• _To do_:
Leaving out the pictures, retype all the material exactly.

• _Dataset records_:

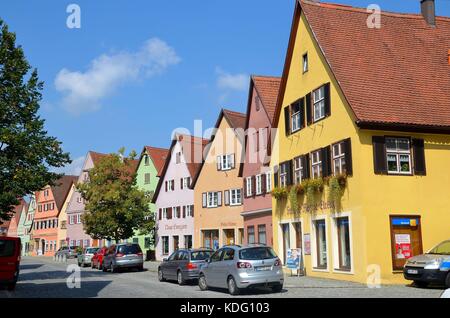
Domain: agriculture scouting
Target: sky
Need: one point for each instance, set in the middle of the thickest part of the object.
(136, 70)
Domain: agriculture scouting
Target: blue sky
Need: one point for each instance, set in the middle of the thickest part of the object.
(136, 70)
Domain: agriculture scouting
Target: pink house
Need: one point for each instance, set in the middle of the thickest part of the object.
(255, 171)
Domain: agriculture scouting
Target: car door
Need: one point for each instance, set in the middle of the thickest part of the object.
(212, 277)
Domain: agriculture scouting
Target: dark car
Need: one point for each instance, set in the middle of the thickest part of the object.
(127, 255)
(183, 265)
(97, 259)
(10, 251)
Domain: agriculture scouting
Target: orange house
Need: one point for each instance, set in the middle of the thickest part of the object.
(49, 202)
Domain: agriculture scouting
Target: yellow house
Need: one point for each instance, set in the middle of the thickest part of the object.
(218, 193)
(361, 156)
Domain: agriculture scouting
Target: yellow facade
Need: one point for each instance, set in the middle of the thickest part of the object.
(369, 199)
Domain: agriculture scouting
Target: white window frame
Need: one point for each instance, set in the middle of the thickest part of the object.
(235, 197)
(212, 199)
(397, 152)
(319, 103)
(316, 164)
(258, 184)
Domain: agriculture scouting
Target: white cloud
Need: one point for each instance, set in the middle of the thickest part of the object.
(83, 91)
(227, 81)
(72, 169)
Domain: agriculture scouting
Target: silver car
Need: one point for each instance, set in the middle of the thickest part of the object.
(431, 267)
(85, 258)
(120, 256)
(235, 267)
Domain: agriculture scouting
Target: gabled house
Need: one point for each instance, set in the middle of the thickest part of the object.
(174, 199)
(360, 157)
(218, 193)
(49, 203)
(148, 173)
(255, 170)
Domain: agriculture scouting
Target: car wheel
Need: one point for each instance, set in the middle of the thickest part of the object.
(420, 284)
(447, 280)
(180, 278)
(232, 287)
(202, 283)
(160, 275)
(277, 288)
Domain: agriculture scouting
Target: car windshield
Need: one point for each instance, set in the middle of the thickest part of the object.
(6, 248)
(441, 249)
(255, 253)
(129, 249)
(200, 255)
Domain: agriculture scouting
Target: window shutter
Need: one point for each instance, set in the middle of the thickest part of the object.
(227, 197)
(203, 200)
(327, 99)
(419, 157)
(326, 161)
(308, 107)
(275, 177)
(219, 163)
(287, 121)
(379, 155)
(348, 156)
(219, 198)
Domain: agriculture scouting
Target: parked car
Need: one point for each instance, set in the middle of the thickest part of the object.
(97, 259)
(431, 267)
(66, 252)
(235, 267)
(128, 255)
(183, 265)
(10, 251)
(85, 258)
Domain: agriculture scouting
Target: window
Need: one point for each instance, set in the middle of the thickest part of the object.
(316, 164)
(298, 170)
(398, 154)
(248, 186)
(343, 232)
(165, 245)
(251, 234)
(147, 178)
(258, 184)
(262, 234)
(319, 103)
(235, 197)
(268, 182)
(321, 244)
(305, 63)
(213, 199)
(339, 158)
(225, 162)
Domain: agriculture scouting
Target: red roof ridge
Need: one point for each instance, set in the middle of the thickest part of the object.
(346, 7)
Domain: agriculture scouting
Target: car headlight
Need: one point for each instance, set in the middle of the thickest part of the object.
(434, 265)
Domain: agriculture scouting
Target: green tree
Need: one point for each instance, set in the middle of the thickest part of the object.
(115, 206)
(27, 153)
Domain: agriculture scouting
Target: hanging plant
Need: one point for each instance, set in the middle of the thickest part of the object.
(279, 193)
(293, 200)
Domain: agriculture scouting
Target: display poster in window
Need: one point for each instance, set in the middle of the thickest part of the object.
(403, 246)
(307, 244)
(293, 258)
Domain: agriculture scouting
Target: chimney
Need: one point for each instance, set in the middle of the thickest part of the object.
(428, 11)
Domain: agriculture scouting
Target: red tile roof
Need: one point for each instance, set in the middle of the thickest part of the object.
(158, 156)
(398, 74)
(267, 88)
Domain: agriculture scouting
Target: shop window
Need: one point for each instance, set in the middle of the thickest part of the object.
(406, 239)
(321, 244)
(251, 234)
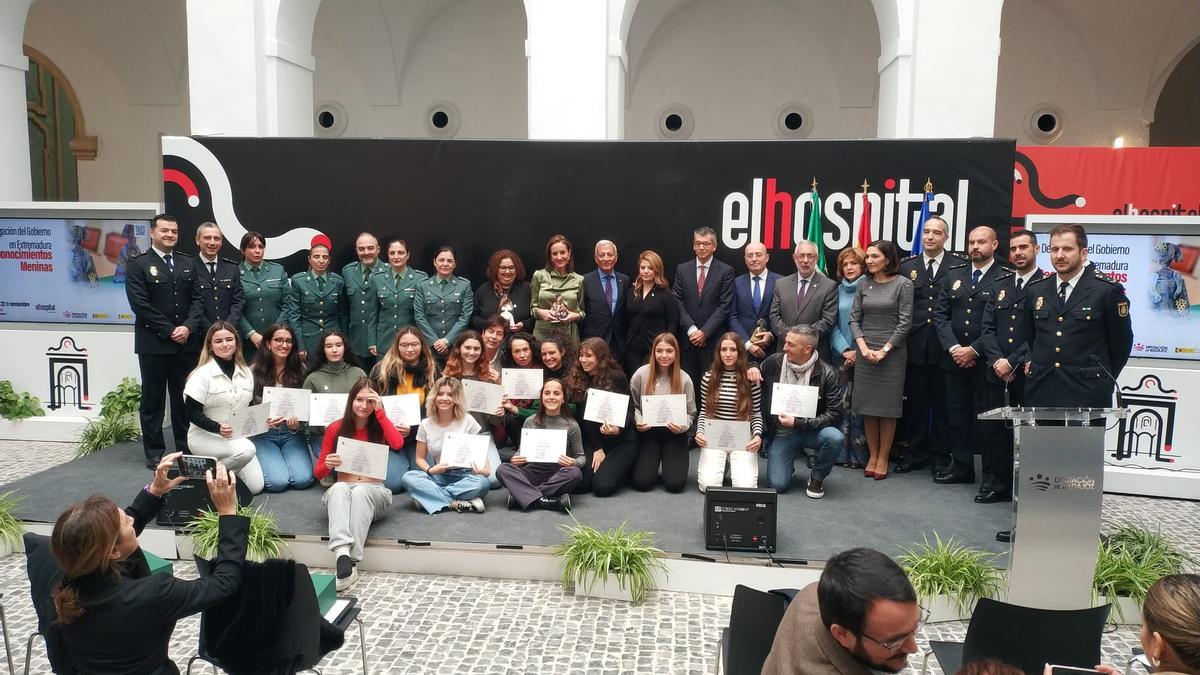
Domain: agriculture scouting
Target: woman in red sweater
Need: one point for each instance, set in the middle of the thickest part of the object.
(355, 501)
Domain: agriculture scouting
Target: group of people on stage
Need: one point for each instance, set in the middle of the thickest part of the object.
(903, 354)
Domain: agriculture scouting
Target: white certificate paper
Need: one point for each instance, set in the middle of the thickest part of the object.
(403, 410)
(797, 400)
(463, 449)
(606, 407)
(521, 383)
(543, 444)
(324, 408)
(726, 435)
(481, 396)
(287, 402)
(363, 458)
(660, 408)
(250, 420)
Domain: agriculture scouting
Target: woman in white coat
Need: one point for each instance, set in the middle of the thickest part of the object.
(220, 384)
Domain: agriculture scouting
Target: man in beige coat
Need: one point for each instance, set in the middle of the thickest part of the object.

• _Solution for this problem_:
Domain: agriculture scouting
Target: sky
Need: one point for each instance, set in the middle of the thickest part of the object.
(136, 70)
Domain: agriculture scouting
Target: blue sky
Need: one point for each instance, set in the middle of the thickest part of the object.
(136, 70)
Domain: agriculture scouting
Target: pink house
Need: one point for each instance, set in the middle of the thickest part of the object.
(255, 171)
Domain: agriculture scouting
Target: car door
Need: one point for each instance, set in the middle of the thickest part of the object.
(212, 277)
Domain: agriculture scouting
Target: dark car
Need: one point for each instance, set in the middle of the thickest part of the object.
(127, 255)
(183, 265)
(97, 259)
(10, 251)
Domain: agriculture scouting
Target: orange house
Need: one point for each instance, set in the middle of the thickest part of the object.
(49, 202)
Domain: agriculture scouting
Target: yellow house
Need: one point for each instance, set in the middle of the thickest part of the object.
(218, 193)
(361, 156)
Domain: agriculture scouting
Target: yellow facade
Need: one point for each instance, set in the middle of the thickest part of the object.
(369, 199)
Domain: agriculture scouting
Target: white window frame
Need: one point for each instance, set in the middle of the thickest part of the object.
(235, 197)
(212, 199)
(397, 152)
(319, 103)
(316, 164)
(258, 184)
Domain: agriculture scouting
Target: white cloud
Need: one point for each instance, set in the middle of the thickest part of the object.
(83, 91)
(227, 81)
(72, 169)
Domain: agriculture scouting
Target: silver car
Need: one point for each instance, set in the middle of the thickest part of the object.
(431, 267)
(85, 258)
(120, 256)
(235, 267)
Domain: agriculture scouting
Target: gabled house
Need: one point for each instance, set in the middle of the thickest part of the object.
(174, 199)
(360, 157)
(218, 193)
(49, 203)
(148, 173)
(255, 170)
Domain: agriculture scouting
Target: car wheel
Need: one point for each instance, set in the middle of the thickest part of the object.
(420, 284)
(447, 280)
(180, 278)
(232, 287)
(202, 283)
(160, 275)
(277, 288)
Domain: agriculture scouting
Target: car windshield
Need: one point for each instance, set in the middle of the thickest part of the object.
(6, 248)
(441, 249)
(255, 253)
(129, 249)
(200, 255)
Domain: agriculture scouting
Target: window shutter
Need: one point for each instance, set in the middle of the thickest part of the object.
(227, 197)
(203, 200)
(327, 99)
(419, 157)
(326, 161)
(308, 107)
(275, 177)
(219, 163)
(287, 121)
(379, 155)
(348, 156)
(219, 198)
Domain: agriculture scouting
Target: parked car
Need: one point for each instance, set in the middle of the thickest part of the object.
(97, 259)
(431, 267)
(66, 252)
(235, 267)
(128, 255)
(183, 265)
(10, 251)
(85, 258)
Domain: agriculture scouting
Target: window
Need: one point for each instance, set in the middle of the thickest part of the object.
(316, 164)
(298, 170)
(398, 154)
(248, 186)
(343, 232)
(165, 245)
(251, 234)
(147, 178)
(258, 184)
(262, 234)
(319, 103)
(235, 197)
(268, 182)
(321, 244)
(305, 63)
(213, 199)
(339, 158)
(225, 162)
Domain: agriculture scouting
Target: red roof ridge
Need: one point for each instance, set in the middle of the thickest part of the object.
(346, 7)
Domain: agriculture scouting
Target: car headlight
Need: one point for each instance, set in the middle of the thickest part of the object.
(434, 265)
Domain: agriculture scouting
Target: green tree
Need: one point for each instance, set in the middle of the thickest part of the object.
(115, 206)
(27, 153)
Domain: agriculture scouting
Target: hanging plant
Need: one point for each instance, set in the middle of the thickest part of the object.
(279, 193)
(293, 200)
Domain: agriculture scouting
Target: display poster in window
Need: one point for each instance, set in the middle of the thickest part of the object.
(403, 246)
(307, 244)
(293, 258)
Domain: agriculture scouting
Target: chimney
Need: one point for each instance, set in the middle of the thickest part of the object.
(428, 11)
Domain: agriculture scouting
Target: red tile roof
Need: one point for each instance, set in the middle of the thickest part of the object.
(158, 156)
(398, 74)
(267, 88)
Domain: agriculture scouting
Target: shop window
Need: one point for each instance, set in the middle of the thickest part of the object.
(406, 239)
(321, 244)
(251, 234)
Domain: agriculture scouting
Target: woman in red sweater
Need: one point for each instance, set in the middle of the thickest part of the object.
(355, 501)
Domain: agriculture scouting
Target: group of people on stage
Need: one point for each instance, set in the middle of the thickest part of the object.
(903, 354)
Domain: agriculture scouting
Target: white certificate paper
Need: one point for each instance, set in the middle of the thickest part of the object.
(403, 410)
(797, 400)
(463, 449)
(606, 407)
(521, 383)
(543, 444)
(324, 408)
(726, 435)
(481, 396)
(287, 402)
(363, 458)
(660, 408)
(250, 420)
Domain: agriculture scouting
Target: woman in white coat
Need: one point for each instance, set in the middle of the thickest part of the object.
(220, 384)
Domain: agriculture scouting
Target: man in beige coat
Need: one point for each instance, set in the middle of the thickest part of the object.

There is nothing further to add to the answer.